--- BEGIN ---
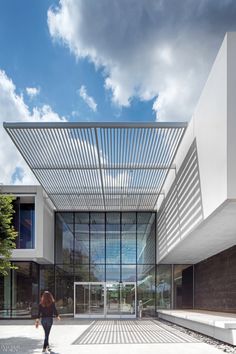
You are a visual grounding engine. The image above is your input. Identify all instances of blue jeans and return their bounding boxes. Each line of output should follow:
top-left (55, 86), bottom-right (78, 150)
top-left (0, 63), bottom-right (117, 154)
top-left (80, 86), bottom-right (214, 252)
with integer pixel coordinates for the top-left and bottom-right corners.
top-left (41, 317), bottom-right (53, 349)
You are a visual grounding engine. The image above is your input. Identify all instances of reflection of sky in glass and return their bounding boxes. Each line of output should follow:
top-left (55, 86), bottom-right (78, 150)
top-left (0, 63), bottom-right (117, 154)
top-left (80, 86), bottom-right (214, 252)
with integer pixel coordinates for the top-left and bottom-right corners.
top-left (57, 212), bottom-right (155, 266)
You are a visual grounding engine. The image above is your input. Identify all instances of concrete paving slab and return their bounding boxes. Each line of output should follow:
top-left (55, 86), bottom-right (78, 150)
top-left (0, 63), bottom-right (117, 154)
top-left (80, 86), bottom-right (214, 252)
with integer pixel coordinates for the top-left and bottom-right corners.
top-left (0, 320), bottom-right (222, 354)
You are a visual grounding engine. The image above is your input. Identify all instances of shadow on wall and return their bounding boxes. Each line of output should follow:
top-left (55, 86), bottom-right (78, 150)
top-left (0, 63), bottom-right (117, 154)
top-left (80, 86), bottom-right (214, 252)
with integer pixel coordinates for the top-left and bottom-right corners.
top-left (157, 140), bottom-right (203, 260)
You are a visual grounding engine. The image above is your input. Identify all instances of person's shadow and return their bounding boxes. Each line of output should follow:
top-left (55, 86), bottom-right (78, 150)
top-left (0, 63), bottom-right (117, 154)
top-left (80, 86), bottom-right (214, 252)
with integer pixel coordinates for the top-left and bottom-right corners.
top-left (0, 337), bottom-right (62, 354)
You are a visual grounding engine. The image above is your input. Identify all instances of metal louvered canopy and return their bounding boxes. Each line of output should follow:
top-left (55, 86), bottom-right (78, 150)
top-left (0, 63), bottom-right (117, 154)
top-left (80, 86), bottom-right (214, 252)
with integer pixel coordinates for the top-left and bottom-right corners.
top-left (4, 122), bottom-right (187, 211)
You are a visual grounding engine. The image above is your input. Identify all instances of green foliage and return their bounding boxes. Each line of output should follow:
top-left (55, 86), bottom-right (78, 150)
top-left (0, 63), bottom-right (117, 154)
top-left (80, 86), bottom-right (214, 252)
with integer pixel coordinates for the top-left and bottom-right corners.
top-left (0, 194), bottom-right (17, 275)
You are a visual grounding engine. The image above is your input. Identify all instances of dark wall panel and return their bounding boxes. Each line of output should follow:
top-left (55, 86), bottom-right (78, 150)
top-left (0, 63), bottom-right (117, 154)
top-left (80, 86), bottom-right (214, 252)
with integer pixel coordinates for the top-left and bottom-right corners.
top-left (194, 246), bottom-right (236, 312)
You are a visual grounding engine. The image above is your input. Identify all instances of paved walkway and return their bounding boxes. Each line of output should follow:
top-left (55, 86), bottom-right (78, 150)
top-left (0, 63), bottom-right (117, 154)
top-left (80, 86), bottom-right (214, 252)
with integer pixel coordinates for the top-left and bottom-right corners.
top-left (0, 319), bottom-right (222, 354)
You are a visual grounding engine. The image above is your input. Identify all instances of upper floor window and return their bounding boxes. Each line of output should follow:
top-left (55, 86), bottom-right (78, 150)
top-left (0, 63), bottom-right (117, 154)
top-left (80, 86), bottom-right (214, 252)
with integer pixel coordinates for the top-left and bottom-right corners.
top-left (13, 196), bottom-right (35, 249)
--- END ---
Copy the rows word for word, beginning with the line that contains "instances of shadow" and continuing through the line that contains "top-left (0, 337), bottom-right (62, 354)", with both of those lines included.

__RESULT OF THE TASK__.
You are a visual grounding engine. The image above is your input. Identify all instances of shadow on wall and return their bounding boxes. Each line of output should follow:
top-left (55, 86), bottom-right (78, 150)
top-left (0, 63), bottom-right (117, 154)
top-left (80, 86), bottom-right (214, 252)
with integer pixel coordinates for the top-left and bottom-right corners.
top-left (157, 140), bottom-right (203, 260)
You are a visual grounding engine. The image above is your input. Identify all instances of person's shadow and return their bounding boxes. Each line of output should follow:
top-left (55, 86), bottom-right (78, 150)
top-left (0, 63), bottom-right (117, 154)
top-left (80, 86), bottom-right (214, 252)
with integer pixel coordinates for the top-left and bottom-right corners.
top-left (0, 337), bottom-right (62, 354)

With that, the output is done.